Give the lines below again, exactly as they stand, and leave out the images.

§ §

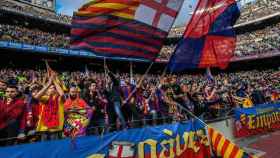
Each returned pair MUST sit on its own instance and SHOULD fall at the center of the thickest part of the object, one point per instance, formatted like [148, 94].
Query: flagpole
[105, 70]
[140, 82]
[131, 71]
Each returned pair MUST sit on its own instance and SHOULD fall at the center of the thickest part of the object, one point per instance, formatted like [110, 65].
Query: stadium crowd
[258, 9]
[37, 105]
[258, 42]
[20, 34]
[30, 10]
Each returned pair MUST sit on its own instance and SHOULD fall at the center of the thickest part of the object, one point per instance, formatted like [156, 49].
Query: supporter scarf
[50, 113]
[127, 91]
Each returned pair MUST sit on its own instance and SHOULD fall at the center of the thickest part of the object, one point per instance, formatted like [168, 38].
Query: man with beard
[77, 114]
[99, 104]
[3, 87]
[11, 112]
[129, 103]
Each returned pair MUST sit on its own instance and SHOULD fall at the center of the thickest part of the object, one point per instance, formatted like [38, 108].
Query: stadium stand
[194, 91]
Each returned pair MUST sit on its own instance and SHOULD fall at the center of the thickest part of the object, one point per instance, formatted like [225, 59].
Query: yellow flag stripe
[229, 150]
[239, 154]
[116, 6]
[215, 134]
[220, 146]
[124, 15]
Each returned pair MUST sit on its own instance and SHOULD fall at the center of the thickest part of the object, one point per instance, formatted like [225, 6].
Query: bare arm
[58, 88]
[43, 90]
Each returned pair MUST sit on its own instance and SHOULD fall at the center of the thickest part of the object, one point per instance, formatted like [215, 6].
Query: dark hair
[12, 86]
[3, 81]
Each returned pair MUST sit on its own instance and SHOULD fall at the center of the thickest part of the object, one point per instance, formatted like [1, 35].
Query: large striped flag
[209, 39]
[123, 28]
[223, 147]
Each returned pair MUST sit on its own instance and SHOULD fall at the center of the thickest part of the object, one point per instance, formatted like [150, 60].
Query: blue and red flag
[209, 39]
[124, 28]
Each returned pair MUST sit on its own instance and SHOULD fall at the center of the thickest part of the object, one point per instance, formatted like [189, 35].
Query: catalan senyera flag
[223, 147]
[123, 28]
[209, 39]
[50, 71]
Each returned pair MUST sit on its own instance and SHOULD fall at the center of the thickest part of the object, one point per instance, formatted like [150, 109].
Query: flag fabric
[50, 71]
[210, 78]
[123, 28]
[223, 147]
[209, 39]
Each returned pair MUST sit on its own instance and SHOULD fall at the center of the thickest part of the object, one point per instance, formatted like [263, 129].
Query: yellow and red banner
[257, 120]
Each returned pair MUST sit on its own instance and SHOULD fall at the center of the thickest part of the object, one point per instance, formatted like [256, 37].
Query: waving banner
[180, 140]
[256, 120]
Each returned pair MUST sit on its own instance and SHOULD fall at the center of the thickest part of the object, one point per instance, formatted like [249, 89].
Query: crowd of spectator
[34, 11]
[15, 33]
[258, 9]
[258, 42]
[39, 105]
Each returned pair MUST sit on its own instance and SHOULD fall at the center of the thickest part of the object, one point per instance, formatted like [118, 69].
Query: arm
[43, 90]
[58, 88]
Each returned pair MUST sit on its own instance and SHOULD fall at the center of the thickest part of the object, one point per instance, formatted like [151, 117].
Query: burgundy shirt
[11, 113]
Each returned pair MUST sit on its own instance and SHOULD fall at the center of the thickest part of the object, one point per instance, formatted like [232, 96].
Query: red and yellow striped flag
[122, 8]
[224, 148]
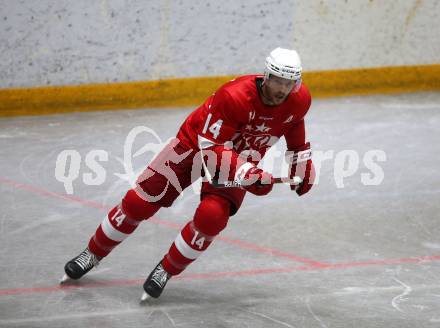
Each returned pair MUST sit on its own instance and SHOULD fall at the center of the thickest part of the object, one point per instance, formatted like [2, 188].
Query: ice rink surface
[357, 256]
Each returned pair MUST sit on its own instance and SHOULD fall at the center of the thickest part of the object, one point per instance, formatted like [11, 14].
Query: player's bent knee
[137, 208]
[212, 215]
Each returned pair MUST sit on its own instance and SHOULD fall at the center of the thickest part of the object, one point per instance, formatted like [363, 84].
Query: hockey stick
[231, 184]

§ §

SOLUTION BELOW —
Each returned pair MUST sit on its own instance and SHOULD fall at the center of the thickest part of the object, one point per instance, formatted like [148, 94].
Query: flagpole
[105, 70]
[140, 82]
[131, 71]
Each returned pair MUST sit on its own instance and SHOULD fall at the center of the thickest part of the object, one point per instance, formatted like [110, 65].
Query: stadium crowd
[258, 9]
[37, 105]
[258, 42]
[20, 34]
[30, 10]
Each returned pair MUST sit on its own instance and SHOULD fall at the center of the thickest part of the object, one point per instance, formatted like [156, 49].
Query: supporter scarf
[50, 113]
[127, 91]
Each returned pair MUST sit on its own instance and SHOULD fall at the center of the thickest part of the object, one point per instance, formatted like [168, 38].
Query: man with beard
[77, 114]
[99, 104]
[3, 87]
[11, 112]
[129, 103]
Each returned pair MUST sit on its own instance and SHOULD fall at the center of the thickest part of the object, one point per instance, formatted like [38, 108].
Query: stadium stand
[194, 91]
Each returned pair MUST sit on its own instance and SHOULD fall at the center of the thickest part of the object, one point per instance, formatted like [225, 59].
Query: yellow flag stripe
[229, 150]
[239, 154]
[116, 6]
[215, 134]
[220, 146]
[124, 15]
Each returned pair MUST sit on its own instance and SHOULD fall at the center of the thickest part of the object, one point per instance, formatted like [225, 6].
Query: bare arm
[58, 88]
[43, 90]
Each returned pair MUST sit on its own instance and SHOULD fall at the center of the thickest part of the object, one point per instance, formatted like [215, 6].
Query: dark hair
[12, 86]
[3, 81]
Each returned pair MUST sit on its own instance and SHOULD fall at the center of the thickest part of the object, one point per instance, formatted like [1, 35].
Query: large striped flag
[209, 39]
[123, 28]
[223, 147]
Each returned pair MUST sit on its own instance and SHOULD fall at the center of the thickest part of the object, one point per instance, formatted like [150, 60].
Query: blue and red flag
[209, 39]
[124, 28]
Each returned pair MUST sit on its own instance and SHOULD fall at the center of the thickest part of the object, one point per instance, formatted like [189, 35].
Query: catalan senyera flag
[223, 147]
[123, 28]
[209, 39]
[50, 71]
Each returned pair MUST sit on its own instance and SHOULD fall at the center of the thickest part of the object, one point per instance, formatted like [150, 109].
Query: flag fabric
[50, 71]
[210, 78]
[123, 28]
[223, 147]
[209, 39]
Each returned pair MUST sit on its own instance and SHOULD fall at the center of the thickest part of the object, one point per instance, formatted like [263, 129].
Query: yellow and red banner
[257, 120]
Each returned pair MUST sit on its own instance and SHOULD fall at the center of the thickest part of the object, one point per instance, formatted like [256, 37].
Query: waving banner
[180, 140]
[256, 120]
Each returned pair MUST sit on its own instance and SHOULD fall at the center of the thickest part of the object, one point per instance, formatted like [249, 89].
Query: crowd of spectator
[34, 11]
[15, 33]
[258, 9]
[258, 42]
[39, 105]
Each returned pair MUST sit on its own instance and SHOULD fall at the center of the thickest part of the object, one point per instance, formatted like [118, 69].
Query: arm
[43, 90]
[58, 88]
Each returned pair MUST sit on its own instance and SHOULD fall at the center of the thickest part of the object, one point per instance, formatted like [151, 117].
Query: burgundy shirt
[11, 113]
Each returned pair MUST sit on its own instance and SHOULD fall at the center of the thickest part of the object, one point per instance, formatted like [232, 96].
Query: red and yellow striped flag
[122, 8]
[224, 148]
Each returned pair MUST sit on its own instance and SHOULD fall at the center of the thickest part of the object, one point per instance, formatted like [2, 188].
Query: ice rink surface
[357, 256]
Each returned pair MUST sit on its own instance and SHOULD fall at the center of the thickest part of the object, one point per instance, formatted like [11, 14].
Query: player's bent knee
[137, 208]
[212, 215]
Each returned pair MUST sit on its own instance and SHOULD fall at the center of the thickest part of the object, one point per instance, formatted like [363, 84].
Query: hockey stick
[231, 184]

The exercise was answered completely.